> **WHAT IS REQUIRED**
Pick out each line of the items below that contains the word "gate" and copy those lines.

> **DATASET CONTENT**
** Start **

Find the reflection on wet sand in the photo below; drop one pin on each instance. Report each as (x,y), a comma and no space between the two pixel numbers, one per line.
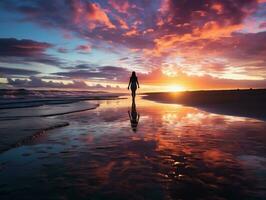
(175,150)
(133,116)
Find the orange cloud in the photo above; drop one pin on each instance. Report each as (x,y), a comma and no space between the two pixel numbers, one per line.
(98,15)
(91,14)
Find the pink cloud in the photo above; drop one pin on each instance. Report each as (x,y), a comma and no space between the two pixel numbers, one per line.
(83,48)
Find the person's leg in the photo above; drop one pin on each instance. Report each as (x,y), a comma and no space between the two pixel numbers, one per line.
(133,94)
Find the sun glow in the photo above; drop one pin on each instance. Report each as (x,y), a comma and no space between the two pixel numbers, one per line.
(175,88)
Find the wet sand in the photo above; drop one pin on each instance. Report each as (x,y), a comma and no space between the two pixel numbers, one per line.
(176,152)
(246,103)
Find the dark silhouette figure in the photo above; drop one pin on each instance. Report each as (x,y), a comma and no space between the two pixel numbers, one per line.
(133,83)
(133,116)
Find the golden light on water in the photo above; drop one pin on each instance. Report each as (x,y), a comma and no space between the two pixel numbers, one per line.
(174,88)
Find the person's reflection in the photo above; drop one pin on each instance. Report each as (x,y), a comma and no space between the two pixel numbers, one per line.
(133,116)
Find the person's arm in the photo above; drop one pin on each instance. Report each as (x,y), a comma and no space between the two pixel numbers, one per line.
(129,83)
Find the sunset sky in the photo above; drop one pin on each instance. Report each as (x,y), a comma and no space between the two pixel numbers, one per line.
(171,44)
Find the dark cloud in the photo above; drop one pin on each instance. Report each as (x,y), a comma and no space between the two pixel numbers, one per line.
(13,50)
(62,50)
(124,58)
(105,72)
(35,82)
(83,48)
(14,71)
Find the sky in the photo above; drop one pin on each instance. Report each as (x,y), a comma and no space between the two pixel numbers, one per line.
(95,45)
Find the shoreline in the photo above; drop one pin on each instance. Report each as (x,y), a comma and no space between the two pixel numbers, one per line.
(242,103)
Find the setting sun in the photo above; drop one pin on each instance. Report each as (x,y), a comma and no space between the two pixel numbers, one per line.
(175,88)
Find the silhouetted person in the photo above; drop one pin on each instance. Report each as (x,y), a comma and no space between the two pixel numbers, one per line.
(133,116)
(133,83)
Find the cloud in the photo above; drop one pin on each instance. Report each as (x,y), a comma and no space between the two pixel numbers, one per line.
(15,50)
(14,71)
(35,82)
(83,48)
(110,73)
(207,35)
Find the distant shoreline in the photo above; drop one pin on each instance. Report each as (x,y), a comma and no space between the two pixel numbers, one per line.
(244,103)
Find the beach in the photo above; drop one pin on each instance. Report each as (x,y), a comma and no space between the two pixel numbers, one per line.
(172,149)
(246,103)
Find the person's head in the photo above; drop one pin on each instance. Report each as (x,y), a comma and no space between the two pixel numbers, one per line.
(133,74)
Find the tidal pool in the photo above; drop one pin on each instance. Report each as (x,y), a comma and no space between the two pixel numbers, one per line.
(144,151)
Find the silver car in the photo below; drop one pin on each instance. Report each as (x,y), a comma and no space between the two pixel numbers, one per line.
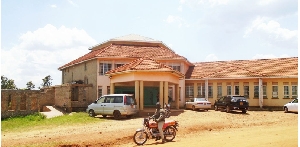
(291,106)
(198,103)
(116,105)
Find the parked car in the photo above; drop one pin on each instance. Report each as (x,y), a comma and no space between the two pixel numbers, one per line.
(291,106)
(116,105)
(232,102)
(198,103)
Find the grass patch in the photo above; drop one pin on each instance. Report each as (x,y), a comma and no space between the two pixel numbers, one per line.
(39,121)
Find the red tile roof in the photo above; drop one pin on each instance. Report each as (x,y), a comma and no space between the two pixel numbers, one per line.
(144,64)
(279,67)
(128,51)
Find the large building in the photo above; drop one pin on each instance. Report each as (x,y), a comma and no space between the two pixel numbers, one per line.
(153,72)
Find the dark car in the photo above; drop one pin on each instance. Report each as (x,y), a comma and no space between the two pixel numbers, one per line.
(232,102)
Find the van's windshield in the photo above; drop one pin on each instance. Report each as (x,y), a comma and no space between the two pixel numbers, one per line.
(130,100)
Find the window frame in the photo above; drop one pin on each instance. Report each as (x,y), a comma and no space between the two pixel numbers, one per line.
(228,89)
(104,67)
(189,91)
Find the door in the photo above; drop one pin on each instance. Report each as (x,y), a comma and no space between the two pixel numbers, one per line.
(98,108)
(294,105)
(109,105)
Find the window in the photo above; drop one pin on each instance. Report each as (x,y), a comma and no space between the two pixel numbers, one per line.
(256,91)
(118,65)
(108,89)
(274,90)
(175,66)
(246,91)
(236,90)
(229,90)
(179,93)
(210,91)
(201,90)
(294,91)
(104,67)
(285,91)
(99,91)
(219,90)
(189,91)
(264,90)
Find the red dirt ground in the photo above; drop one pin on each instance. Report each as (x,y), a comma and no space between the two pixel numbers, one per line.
(196,128)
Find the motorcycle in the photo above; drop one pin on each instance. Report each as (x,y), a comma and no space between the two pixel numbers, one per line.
(150,131)
(167,110)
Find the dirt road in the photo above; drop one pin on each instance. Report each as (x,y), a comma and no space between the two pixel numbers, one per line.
(197,128)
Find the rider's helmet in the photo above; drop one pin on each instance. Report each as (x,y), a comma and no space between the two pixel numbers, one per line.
(157,105)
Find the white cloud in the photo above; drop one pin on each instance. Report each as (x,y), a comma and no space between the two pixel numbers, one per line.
(180,8)
(211,57)
(72,3)
(177,20)
(264,2)
(271,31)
(41,52)
(269,56)
(56,38)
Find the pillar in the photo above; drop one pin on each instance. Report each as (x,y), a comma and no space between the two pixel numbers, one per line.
(177,96)
(161,92)
(166,92)
(195,90)
(260,87)
(112,88)
(142,95)
(206,89)
(137,93)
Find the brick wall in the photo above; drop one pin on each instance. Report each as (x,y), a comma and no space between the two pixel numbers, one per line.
(24,102)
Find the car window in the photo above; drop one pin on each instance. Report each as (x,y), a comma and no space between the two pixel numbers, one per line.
(101,100)
(118,99)
(130,100)
(109,99)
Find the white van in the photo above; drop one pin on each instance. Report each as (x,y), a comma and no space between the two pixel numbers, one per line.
(116,105)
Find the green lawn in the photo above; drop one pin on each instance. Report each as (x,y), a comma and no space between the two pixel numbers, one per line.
(39,121)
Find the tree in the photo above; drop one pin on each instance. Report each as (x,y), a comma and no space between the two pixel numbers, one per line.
(7,83)
(47,81)
(30,85)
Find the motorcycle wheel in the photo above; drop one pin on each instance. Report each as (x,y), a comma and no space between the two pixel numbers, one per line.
(140,137)
(169,133)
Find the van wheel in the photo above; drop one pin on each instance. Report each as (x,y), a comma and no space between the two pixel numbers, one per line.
(193,108)
(117,115)
(227,109)
(216,108)
(92,113)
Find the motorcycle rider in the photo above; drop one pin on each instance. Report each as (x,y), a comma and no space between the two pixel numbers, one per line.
(159,117)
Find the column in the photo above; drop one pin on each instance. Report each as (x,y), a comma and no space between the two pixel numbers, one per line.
(142,95)
(206,89)
(177,96)
(260,87)
(137,93)
(112,88)
(161,92)
(166,92)
(195,90)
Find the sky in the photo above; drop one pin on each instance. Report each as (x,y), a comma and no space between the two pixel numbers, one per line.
(37,37)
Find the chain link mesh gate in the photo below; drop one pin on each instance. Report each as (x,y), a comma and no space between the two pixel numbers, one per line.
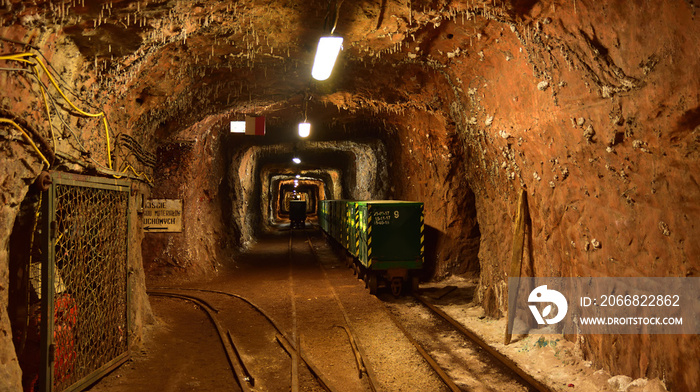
(84,284)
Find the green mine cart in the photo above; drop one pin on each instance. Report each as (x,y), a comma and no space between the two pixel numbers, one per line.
(390,241)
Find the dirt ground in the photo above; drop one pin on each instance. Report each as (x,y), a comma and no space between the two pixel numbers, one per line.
(182,352)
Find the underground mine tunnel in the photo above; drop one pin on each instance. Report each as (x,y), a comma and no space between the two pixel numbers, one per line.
(543,138)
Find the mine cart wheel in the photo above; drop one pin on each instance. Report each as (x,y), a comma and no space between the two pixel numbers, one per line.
(396,286)
(372,283)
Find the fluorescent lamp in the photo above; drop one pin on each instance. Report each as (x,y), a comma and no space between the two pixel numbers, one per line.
(237,126)
(326,54)
(304,129)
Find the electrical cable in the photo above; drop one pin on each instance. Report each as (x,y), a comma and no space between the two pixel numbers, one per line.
(141,155)
(21,57)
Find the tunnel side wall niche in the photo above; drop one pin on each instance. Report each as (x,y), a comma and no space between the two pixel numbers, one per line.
(19,169)
(191,168)
(594,112)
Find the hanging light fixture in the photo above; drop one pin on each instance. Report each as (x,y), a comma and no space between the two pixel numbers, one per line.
(327,51)
(304,129)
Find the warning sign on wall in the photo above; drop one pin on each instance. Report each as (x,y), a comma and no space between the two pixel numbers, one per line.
(163,216)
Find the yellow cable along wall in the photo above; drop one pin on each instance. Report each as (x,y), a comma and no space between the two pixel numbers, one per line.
(34,63)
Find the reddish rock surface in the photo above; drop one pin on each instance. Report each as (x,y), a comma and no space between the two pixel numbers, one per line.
(592,107)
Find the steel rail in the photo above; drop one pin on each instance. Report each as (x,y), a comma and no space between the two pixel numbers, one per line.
(317,374)
(509,363)
(371,377)
(428,358)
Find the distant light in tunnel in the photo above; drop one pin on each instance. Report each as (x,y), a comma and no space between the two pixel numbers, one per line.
(304,129)
(326,54)
(237,126)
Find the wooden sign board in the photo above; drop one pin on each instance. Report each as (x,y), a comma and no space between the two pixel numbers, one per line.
(162,216)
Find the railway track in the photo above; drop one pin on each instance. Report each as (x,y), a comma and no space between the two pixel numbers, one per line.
(479,375)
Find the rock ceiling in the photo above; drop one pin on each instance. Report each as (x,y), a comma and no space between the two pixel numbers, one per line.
(171,62)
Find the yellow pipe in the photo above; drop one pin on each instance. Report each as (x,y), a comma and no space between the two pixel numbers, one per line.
(8,121)
(21,58)
(48,113)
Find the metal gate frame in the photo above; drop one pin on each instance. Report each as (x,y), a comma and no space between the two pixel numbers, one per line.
(48,272)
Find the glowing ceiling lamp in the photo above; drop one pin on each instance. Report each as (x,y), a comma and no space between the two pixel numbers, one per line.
(304,129)
(326,54)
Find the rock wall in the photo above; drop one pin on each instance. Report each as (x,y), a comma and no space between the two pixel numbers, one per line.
(192,167)
(593,108)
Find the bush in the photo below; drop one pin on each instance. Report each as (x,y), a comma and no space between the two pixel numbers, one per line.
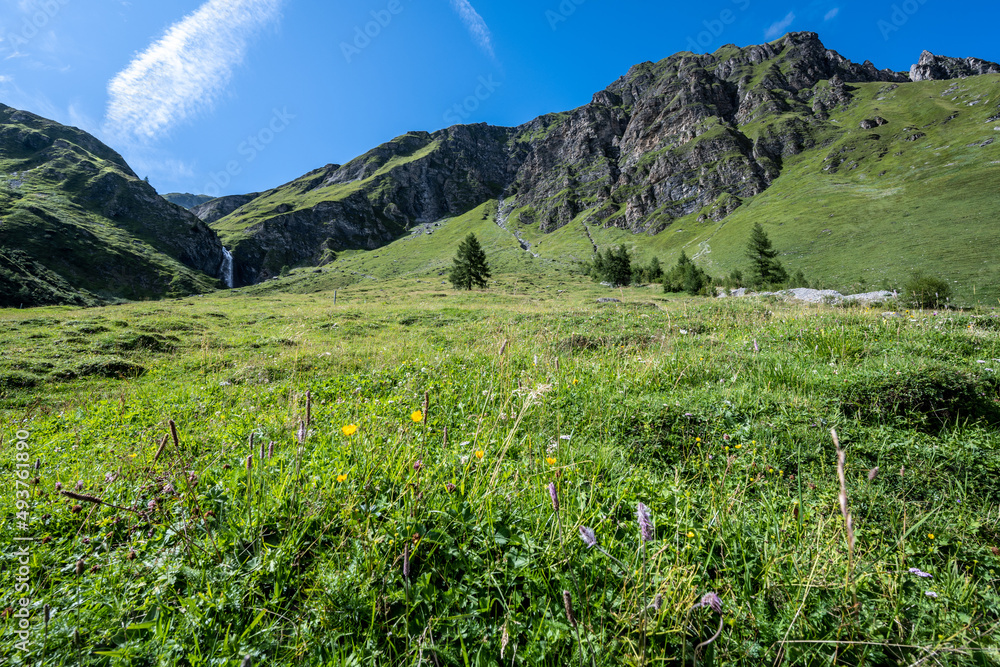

** End **

> **CORRECT ANSWER**
Find the chain link mesh gate in the photo below; drop one pin on each instance. Report each as (x,y), a comma and no space between the two pixel numbers, one per line.
Find the metal gate frame in the photo above; drop one pin on each instance. Report each as (x,y), a comma and no space between the two pixel numbers, one per line.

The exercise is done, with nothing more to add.